### OBJETIVO A
Edite os registros desde a linha que contém "search: arched window" até o final deles, inclusive, substituindo "top-left" por "upper-left" e mantendo todo o restante inalterado.
──────── TRECHO DO DOCUMENTO ────────
Nota: 2,5 / 5,0
Depois dos cancelamentos de Punho de Ferro, Luke Cage e Demolidor, O Justiceiro, uma das séries remanescentes do acordo Marvel/Netflix, chega com uma segunda temporada longa e irregular. Repleta de brutalidade e, acredite, um toque de família e redenção.
Seguindo os eventos do final de seu ano um, a produção acompanha Frank Castle (Jon Bernthal, como sempre muito bem no papel) — que agora assume a identidade de Pete Castiglione, por causa do acordo que fez com a Segurança Nacional — em uma vida calma, sem violência, viajando de cidade em cidade, e até encontrando um cobertor de orelha. Só que, como um bom samaritano (como a série faz constantemente questão de apontar), o problema o encontra. Castle se vê em uma onda de justiça/vingança ao tentar proteger uma menina (Giorgia Whigham, uma revelação) que virou alvo de pessoas perigosas e está envolvida com um misterioso segredo.
──────── REGISTROS FORNECIDOS ────────
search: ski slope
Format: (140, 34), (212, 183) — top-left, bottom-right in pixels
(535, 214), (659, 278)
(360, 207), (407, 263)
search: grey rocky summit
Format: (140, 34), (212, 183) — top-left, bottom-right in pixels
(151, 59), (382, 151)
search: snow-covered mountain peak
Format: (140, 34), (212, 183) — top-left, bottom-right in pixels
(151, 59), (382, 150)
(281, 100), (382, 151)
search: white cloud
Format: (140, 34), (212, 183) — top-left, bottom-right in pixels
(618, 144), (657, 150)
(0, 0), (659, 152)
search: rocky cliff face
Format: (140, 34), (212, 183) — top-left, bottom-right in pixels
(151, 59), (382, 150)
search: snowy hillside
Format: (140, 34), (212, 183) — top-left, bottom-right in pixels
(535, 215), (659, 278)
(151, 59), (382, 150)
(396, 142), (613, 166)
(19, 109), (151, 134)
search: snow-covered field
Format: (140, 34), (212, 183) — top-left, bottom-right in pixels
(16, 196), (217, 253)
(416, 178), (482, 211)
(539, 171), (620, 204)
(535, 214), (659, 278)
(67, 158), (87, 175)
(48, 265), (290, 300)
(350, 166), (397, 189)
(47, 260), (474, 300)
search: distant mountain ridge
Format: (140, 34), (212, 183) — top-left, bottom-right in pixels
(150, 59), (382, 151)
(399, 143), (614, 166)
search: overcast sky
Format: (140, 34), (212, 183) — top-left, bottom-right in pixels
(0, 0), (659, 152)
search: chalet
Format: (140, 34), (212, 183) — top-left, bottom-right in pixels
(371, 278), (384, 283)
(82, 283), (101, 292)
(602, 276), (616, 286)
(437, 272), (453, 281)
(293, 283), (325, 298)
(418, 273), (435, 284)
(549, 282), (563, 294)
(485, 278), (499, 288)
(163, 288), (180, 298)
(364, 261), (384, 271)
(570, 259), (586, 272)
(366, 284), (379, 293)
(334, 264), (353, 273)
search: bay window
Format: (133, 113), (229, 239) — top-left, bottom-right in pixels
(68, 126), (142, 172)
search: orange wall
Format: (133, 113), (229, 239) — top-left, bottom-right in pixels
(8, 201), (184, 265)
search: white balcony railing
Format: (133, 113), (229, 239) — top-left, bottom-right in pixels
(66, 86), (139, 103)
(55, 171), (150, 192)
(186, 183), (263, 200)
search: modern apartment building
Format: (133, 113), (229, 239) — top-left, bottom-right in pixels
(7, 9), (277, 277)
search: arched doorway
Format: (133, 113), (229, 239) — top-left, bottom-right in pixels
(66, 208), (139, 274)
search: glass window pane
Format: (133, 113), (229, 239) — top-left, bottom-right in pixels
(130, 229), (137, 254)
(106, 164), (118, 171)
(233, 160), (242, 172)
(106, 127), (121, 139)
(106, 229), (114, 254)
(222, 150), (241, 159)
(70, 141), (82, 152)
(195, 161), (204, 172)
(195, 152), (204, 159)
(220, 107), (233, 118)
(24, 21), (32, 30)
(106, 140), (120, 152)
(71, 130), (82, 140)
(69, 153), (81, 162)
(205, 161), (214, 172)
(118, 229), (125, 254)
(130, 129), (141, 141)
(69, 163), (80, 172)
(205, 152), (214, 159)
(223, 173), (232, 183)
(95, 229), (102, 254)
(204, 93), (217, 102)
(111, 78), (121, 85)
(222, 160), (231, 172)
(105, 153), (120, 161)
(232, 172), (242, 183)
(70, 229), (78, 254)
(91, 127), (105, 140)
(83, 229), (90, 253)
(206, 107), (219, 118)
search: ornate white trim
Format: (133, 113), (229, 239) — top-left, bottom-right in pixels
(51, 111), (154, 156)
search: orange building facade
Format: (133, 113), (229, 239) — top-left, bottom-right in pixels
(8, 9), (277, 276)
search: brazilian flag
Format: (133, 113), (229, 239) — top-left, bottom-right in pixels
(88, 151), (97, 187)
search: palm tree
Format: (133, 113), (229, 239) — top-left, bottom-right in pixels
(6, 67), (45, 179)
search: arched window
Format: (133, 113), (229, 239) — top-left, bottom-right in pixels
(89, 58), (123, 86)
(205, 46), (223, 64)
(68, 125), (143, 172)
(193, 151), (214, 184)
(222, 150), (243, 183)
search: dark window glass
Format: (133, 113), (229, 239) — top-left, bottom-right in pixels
────────
### OBJETIVO B
Segundo a crítica da segunda temporada de O Justiceiro, que identidade Frank Castle assume agora?

### RESULTADO DO EXERCÍCIO A
search: arched window
Format: (133, 113), (229, 239) — upper-left, bottom-right in pixels
(89, 58), (123, 86)
(205, 46), (223, 64)
(68, 125), (143, 172)
(193, 151), (214, 184)
(222, 150), (243, 183)
search: dark window glass
Format: (133, 113), (229, 239) — upper-left, bottom-right in pixels

### RESULTADO DO EXERCÍCIO B
Frank Castle assume a identidade de Pete Castiglione.